• **What the exercise asks**: Can you turn the part of the records below that opens with the line containing "tree in the photo above." and runs through the end of the records into a numbered list, with blank lines left out?

==============================

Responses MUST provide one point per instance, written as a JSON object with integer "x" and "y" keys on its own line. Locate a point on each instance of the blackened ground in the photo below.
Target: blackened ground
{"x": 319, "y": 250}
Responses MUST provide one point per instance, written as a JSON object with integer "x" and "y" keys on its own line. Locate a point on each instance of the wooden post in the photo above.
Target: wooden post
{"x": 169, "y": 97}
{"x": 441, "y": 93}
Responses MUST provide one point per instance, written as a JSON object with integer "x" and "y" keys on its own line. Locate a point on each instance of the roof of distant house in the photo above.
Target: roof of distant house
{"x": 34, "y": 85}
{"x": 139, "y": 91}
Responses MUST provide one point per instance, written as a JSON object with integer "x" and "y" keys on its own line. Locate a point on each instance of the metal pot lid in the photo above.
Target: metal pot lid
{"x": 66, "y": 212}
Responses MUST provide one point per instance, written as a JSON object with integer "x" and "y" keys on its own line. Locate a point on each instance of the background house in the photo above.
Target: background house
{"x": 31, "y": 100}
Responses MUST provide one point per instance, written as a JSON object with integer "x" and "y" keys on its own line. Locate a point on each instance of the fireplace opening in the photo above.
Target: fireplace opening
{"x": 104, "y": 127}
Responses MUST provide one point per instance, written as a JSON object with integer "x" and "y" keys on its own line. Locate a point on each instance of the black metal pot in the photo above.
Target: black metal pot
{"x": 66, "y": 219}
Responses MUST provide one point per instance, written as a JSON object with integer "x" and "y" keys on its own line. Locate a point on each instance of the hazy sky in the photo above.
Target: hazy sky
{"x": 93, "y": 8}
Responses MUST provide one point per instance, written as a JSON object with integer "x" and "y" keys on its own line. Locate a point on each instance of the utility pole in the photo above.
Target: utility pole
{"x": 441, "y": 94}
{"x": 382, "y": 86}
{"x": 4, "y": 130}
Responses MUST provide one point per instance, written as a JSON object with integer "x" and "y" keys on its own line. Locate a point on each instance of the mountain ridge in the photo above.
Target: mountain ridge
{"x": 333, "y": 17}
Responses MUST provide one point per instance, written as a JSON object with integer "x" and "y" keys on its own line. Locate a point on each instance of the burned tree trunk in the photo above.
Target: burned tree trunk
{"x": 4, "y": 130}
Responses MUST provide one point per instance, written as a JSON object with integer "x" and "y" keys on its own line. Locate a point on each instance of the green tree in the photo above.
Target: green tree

==============================

• **Written solution**:
1. Responses MUST provide one point per instance, written as a JSON object with integer "x" and "y" keys on its own line. Locate a point on each instance of the green tree in the photo above.
2. Target: green tree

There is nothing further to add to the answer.